• **WORK INSTRUCTIONS**:
List every line in the records below that contains the word "ocean".

• **MATERIAL FOR THIS EXERCISE**:
***

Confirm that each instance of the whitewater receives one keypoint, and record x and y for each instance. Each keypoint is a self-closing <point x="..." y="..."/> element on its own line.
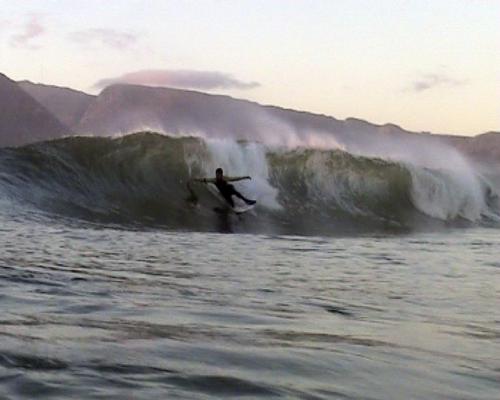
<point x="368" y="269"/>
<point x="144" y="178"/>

***

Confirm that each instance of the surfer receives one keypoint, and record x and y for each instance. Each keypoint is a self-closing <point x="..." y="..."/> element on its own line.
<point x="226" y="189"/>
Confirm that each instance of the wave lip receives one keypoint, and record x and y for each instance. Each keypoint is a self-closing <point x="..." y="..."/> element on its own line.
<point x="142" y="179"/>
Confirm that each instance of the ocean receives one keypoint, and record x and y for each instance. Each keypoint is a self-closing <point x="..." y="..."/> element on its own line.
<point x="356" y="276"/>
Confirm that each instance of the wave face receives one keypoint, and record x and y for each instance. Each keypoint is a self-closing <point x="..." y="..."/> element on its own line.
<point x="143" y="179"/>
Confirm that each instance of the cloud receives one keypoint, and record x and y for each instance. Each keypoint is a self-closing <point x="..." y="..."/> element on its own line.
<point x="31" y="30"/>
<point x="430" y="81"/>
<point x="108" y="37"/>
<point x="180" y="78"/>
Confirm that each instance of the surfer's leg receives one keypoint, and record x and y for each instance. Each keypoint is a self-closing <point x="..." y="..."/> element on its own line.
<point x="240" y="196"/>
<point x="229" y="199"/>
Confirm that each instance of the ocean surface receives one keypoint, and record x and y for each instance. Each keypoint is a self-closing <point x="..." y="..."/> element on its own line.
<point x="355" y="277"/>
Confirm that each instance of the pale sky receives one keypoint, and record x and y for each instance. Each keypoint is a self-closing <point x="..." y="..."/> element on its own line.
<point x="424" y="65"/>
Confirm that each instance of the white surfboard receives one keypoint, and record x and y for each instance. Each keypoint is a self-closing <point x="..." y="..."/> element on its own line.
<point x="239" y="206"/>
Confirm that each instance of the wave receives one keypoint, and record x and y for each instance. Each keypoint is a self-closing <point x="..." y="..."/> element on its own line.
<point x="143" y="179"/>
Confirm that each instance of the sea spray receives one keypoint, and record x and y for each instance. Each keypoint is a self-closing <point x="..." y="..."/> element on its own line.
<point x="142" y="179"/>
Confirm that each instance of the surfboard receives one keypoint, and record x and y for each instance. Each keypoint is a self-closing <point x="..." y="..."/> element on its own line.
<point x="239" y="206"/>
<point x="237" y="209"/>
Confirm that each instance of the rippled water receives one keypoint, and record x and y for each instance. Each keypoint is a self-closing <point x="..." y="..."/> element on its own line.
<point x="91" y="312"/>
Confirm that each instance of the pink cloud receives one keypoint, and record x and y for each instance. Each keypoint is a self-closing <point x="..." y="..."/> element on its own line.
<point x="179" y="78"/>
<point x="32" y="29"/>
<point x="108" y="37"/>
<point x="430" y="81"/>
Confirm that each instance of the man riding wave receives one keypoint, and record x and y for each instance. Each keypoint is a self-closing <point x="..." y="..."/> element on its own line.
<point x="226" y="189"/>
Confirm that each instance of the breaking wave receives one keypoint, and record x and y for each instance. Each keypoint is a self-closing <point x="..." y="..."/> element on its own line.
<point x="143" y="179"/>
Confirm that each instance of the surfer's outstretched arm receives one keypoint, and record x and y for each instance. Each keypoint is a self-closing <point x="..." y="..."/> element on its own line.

***

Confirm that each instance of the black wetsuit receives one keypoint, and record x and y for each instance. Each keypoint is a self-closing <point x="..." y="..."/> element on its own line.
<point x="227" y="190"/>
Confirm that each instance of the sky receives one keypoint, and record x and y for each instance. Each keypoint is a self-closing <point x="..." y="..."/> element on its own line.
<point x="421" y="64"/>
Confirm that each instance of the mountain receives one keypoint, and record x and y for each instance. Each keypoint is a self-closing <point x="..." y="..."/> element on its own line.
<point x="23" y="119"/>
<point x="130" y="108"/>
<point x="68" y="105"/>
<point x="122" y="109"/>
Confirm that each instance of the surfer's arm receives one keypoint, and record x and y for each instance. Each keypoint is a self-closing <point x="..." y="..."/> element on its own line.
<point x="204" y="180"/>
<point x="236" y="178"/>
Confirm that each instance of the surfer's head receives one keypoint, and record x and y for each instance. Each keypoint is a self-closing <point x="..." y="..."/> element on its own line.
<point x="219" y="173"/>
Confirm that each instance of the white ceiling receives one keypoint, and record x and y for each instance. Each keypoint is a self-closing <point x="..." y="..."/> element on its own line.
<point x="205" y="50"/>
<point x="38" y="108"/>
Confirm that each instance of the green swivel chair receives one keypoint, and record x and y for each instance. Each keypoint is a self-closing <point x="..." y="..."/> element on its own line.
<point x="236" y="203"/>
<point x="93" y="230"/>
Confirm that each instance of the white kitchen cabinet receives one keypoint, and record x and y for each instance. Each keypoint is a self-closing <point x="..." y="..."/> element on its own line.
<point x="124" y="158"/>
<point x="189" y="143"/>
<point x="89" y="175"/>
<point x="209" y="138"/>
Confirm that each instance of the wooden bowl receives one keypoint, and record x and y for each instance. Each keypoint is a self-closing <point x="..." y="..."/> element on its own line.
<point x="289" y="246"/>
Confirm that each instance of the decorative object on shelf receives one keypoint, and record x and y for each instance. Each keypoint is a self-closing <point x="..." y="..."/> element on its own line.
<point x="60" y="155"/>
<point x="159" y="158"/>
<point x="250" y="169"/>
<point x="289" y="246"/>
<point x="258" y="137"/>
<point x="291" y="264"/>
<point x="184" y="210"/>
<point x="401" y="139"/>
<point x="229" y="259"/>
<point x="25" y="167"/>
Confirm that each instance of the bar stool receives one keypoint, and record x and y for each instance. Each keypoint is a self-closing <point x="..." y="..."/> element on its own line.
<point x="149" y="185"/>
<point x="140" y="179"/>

***

• **ANSWER TO THE TASK**:
Confirm that each instance of the ocean receives one keypoint, and record x and y for each instance. Each keypoint is a self-closing <point x="..." y="..."/> element on its own line.
Confirm that each instance of the ocean surface receives one keypoint, and record x and y for each instance. Each keypoint is a self-closing <point x="..." y="..."/> element on its own line.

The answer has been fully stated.